**GIVEN INSTRUCTION**
Reproduce verbatim the stretch of lines below, from the line containing "Locate the round" through the last line, both ends included.

★ ★ ★

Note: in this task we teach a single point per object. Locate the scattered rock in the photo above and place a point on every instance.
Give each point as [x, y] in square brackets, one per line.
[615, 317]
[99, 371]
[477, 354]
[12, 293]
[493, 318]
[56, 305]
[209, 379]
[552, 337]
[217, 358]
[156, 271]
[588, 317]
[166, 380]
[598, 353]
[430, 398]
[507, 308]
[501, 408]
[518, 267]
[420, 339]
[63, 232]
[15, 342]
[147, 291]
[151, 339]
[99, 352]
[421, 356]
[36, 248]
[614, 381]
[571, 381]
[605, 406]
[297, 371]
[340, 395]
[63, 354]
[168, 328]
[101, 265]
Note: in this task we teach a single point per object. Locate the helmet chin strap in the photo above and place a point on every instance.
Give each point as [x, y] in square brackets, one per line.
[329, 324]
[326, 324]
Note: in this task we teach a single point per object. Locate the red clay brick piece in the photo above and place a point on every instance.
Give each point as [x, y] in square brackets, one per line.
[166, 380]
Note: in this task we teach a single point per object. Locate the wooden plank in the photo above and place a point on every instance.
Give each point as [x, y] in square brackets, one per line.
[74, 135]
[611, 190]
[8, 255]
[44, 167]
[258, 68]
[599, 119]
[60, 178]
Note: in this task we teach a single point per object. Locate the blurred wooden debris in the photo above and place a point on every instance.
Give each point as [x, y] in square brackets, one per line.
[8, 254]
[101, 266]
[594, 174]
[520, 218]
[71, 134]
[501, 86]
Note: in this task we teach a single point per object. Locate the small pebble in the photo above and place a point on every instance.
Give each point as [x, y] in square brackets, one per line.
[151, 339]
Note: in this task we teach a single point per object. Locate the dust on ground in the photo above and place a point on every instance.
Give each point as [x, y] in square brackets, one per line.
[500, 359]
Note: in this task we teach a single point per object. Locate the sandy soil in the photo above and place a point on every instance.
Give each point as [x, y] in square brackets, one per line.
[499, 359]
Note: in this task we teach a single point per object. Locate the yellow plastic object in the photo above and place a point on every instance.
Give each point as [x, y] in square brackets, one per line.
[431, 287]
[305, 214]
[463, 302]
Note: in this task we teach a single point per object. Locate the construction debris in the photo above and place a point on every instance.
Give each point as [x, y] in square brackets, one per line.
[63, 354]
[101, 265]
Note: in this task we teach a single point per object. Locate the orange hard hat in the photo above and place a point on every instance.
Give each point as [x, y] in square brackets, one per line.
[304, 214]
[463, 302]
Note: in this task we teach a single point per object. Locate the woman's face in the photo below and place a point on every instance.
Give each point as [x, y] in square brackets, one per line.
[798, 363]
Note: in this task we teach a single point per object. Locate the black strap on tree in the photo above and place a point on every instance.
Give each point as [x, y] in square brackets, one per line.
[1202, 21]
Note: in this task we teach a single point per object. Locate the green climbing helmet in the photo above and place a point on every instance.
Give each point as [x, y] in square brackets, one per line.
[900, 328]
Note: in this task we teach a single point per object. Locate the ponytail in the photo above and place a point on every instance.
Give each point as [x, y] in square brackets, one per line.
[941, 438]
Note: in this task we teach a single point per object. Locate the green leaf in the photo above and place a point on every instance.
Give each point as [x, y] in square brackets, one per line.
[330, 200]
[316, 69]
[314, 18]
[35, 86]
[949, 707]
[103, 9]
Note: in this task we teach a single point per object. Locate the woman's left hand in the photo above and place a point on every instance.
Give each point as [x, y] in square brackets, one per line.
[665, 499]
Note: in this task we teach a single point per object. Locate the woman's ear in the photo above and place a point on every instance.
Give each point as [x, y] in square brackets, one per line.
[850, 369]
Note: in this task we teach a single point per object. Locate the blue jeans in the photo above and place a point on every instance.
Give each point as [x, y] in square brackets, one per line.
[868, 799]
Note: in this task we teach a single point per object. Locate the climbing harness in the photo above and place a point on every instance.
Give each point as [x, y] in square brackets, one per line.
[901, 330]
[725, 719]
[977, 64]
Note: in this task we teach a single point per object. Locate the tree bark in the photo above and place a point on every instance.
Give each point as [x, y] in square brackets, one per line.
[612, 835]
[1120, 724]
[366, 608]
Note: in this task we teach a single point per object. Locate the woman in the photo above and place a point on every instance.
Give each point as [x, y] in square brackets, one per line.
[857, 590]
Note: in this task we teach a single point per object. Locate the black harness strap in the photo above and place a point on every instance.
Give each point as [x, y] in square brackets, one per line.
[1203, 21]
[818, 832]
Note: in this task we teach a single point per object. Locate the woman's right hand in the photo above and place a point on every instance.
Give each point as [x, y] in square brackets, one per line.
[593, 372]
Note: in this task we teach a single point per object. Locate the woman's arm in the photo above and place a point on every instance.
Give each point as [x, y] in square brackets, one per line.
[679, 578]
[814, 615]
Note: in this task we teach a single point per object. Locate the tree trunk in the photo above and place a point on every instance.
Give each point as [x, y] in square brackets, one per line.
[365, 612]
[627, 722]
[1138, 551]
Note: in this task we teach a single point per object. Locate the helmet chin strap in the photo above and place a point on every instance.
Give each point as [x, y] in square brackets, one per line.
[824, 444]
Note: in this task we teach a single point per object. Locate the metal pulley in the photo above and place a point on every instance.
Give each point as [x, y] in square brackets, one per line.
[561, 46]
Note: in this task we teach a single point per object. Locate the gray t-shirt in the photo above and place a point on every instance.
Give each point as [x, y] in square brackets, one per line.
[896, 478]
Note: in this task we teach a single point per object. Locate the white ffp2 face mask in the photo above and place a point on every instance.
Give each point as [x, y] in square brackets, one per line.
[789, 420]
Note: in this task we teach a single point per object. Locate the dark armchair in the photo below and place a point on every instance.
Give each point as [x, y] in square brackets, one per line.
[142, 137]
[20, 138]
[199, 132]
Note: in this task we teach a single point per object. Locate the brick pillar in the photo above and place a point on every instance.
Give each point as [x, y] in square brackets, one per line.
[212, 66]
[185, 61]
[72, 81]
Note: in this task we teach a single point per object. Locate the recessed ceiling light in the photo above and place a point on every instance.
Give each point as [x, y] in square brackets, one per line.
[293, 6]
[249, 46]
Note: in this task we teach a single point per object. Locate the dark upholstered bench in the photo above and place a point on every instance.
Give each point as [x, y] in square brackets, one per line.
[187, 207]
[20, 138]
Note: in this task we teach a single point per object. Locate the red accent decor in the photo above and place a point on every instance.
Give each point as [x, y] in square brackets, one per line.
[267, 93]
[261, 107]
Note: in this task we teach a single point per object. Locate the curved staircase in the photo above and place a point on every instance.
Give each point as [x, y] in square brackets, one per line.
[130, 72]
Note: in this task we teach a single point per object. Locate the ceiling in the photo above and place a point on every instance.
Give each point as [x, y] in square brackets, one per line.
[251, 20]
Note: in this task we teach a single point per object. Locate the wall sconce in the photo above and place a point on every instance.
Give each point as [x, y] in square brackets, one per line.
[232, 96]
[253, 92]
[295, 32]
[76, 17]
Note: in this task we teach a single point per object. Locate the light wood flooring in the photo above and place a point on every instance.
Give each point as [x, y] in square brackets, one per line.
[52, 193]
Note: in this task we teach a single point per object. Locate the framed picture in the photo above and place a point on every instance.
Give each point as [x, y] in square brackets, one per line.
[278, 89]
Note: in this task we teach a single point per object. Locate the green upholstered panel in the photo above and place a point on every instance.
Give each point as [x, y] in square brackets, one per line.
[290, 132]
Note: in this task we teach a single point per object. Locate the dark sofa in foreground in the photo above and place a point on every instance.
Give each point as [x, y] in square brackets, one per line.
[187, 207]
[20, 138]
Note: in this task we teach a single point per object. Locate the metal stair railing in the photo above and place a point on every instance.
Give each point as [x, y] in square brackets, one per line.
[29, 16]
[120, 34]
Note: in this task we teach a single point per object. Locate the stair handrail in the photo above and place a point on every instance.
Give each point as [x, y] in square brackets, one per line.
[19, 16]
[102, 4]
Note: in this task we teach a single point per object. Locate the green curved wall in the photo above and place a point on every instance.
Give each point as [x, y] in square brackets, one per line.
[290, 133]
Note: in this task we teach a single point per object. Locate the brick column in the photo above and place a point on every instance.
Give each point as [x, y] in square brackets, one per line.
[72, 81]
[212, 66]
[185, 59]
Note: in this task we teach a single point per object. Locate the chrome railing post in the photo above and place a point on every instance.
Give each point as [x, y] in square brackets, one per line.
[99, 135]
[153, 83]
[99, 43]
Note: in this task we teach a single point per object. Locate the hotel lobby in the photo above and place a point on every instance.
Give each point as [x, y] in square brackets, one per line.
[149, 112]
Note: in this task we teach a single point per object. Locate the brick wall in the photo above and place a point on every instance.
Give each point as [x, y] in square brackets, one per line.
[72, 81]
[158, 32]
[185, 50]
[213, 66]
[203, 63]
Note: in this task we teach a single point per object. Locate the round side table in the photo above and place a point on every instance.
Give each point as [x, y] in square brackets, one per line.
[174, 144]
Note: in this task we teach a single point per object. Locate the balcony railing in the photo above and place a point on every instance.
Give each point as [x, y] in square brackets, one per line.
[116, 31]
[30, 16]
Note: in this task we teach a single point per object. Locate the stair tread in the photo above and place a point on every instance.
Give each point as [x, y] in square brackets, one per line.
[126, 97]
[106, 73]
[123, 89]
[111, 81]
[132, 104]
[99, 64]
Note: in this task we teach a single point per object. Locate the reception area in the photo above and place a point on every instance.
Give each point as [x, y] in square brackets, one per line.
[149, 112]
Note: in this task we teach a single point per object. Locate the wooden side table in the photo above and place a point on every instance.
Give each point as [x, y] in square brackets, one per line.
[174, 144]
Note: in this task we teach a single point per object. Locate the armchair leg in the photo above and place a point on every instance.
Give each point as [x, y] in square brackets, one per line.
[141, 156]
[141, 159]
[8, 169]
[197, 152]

★ ★ ★

**RIGHT ANSWER**
Note: in this task we teach a single point per object. Locate the round side table in the photo above and place a point on every instance.
Give each point as [x, y] in square brackets, one per line.
[174, 144]
Note: in this task we teach a single point per object. Locate the balcony railing in the photo above and place a point on every instance.
Give each point as [x, y] in square brackets, one per line.
[116, 31]
[30, 16]
Note: in this task we teach a single point per object. Locate the stair tread in the photo above and place a point on every instance.
Give each point as [x, y] in square brackets, one per line.
[126, 97]
[106, 73]
[123, 89]
[111, 81]
[132, 104]
[99, 64]
Note: in this task we teach a single point per object. Locate the reception area in the photo above and place a point on every instance.
Give each point as [x, y] in square brackets, one per line.
[149, 112]
Note: in this task we teach a single point per object. Locate the wooden side table in the photo above and place a point on every instance.
Give each point as [x, y] in square brackets, one per line.
[174, 144]
Note: in this task we teach a single point per object. Locate the armchair leg in the photo above and place a point on every instance.
Give each point as [x, y] in square brackets, one per line.
[141, 156]
[141, 159]
[8, 169]
[197, 152]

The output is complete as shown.